(Page extract begins)

In desperation, after years of trying to lose weight and failing, I signed into a 30-day addiction treatment facility and began to learn what I needed to know and do to recover from my addiction to food. By abstaining from refined carbohydrates – sugar, flour, and wheat – I was able to lose some 240 pounds safely over the course of two years. The first few weeks were hard but, in time, the compulsion to keep eating subsided with abstinence, as it does in recovery from alcohol, tobacco, and opioid abuse.
Americans consume on average 152 pounds of sugar a year – mostly from high-fructose corn syrup. Look at a five-pound bag of sugar and imagine how to eat it in 12 days. Try to find sugar-free tomato sauce, crackers, or soups in the grocery store. Common ketchup is 28% corn syrup. Mexican drug cartels put heroin in candy to get young people addicted. How is adding sugar to everything any different?
My mother was obese. Growing up in the 1950s during the dawn of industrial processed food – Oleo, Campbell’s Tomato Soup, Frosted Flakes, Oreos, Cheese Whiz, Kool-Aid – our kitchen was well-stocked with addictive substances. I learned early, as do far too many children.
The $75B diet industry has a 90% failure rate, as most weight lost is soon regained. Medicine offers three levels of treatment for obesity: dietary restriction, surgical intervention, and drugs. The most effective current option among them is the most invasive and risky – surgery. Were we to acknowledge that certain refined foods can be addictive, we could treat the addiction more effectively through early childhood intervention, education, and residential treatment.
We’ve been effective at reducing tobacco addiction through education and punitive taxation, although the introduction of vaping has resurfaced tobacco addiction as threat to our young. Alcoholics Anonymous and residential treatment programs have been somewhat effective at treating those who acknowledge their addiction.
But we’ve done little or nothing from a policy perspective to stem the immense damage done by addiction to refined carbohydrates, which are propelled untaxed into our food systems and with government subsidy. The corn subsidy expands waistlines with sugar, marbles beef with fat, and clogs carburetors with ethanol – leaving one to wonder who exactly this subsidy benefits.
When I was writing a book about being a fat person, I spoke with Nora Volkow, Director of the National Institute on Drug Abuse(NIDA) at the NIH and, as it happens, great-granddaughter of Leon Trotsky. She clarified for me the breadth of the addiction research community’s understanding of addiction science, explaining that it results from a physical or psychological dependency on substances introduced into the body or personal behaviors that stimulate the body to produce drugs like dopamine or adrenaline on which the psyche becomes dependent.
In framing a coherent health policy for Vermont, we must understand and tally deaths from the full spectrum of addictions. A death by drug overdose is horrendous, but so are deaths resulting from morbid obesity, smoking, and alcohol. Each must be accounted for in the annals of morbidity and mortality and public policy must take all into account as we struggle to reduce the tragedy of addiction.
While it’s imperative to focus on reducing deaths from drug overdose, we’re shortsighted if we don’t acknowledge and tally the devastating effects of all substance and behavioral addictions Vermonters experience.

(Page extract ends)

> Action item
Extract verbatim the passage of the food addiction essay that opens with the words containing "But we’ve done" and closes with "this subsidy benefits.".

(Given entries begins)

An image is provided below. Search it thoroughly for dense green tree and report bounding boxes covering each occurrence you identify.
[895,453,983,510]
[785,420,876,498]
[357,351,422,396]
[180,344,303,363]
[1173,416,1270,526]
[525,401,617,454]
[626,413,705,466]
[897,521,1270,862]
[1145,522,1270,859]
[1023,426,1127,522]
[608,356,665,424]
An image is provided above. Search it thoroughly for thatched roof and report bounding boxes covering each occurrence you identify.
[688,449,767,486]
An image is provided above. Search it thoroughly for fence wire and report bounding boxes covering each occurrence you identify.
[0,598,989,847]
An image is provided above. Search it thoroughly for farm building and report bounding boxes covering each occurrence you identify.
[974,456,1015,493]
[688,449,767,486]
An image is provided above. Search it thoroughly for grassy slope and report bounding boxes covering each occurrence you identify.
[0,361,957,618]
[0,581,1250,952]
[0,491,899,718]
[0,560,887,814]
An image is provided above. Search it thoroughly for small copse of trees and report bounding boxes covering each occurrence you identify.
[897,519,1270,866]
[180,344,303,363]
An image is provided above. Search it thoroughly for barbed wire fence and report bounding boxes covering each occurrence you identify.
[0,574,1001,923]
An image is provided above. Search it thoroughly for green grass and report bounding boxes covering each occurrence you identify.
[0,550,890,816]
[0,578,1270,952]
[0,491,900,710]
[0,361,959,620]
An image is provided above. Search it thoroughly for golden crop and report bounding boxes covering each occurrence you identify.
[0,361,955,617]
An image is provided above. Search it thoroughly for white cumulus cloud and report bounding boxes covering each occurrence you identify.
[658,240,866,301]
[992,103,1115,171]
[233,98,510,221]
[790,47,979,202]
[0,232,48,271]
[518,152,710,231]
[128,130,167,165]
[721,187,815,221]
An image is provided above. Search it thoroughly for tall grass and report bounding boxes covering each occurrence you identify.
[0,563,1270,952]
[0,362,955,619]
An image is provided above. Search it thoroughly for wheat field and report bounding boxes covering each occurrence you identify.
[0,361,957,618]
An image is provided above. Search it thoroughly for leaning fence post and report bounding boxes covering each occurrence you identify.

(Given entries ends)

> Response to this exercise
But we’ve done little or nothing from a policy perspective to stem the immense damage done by addiction to refined carbohydrates, which are propelled untaxed into our food systems and with government subsidy. The corn subsidy expands waistlines with sugar, marbles beef with fat, and clogs carburetors with ethanol – leaving one to wonder who exactly this subsidy benefits.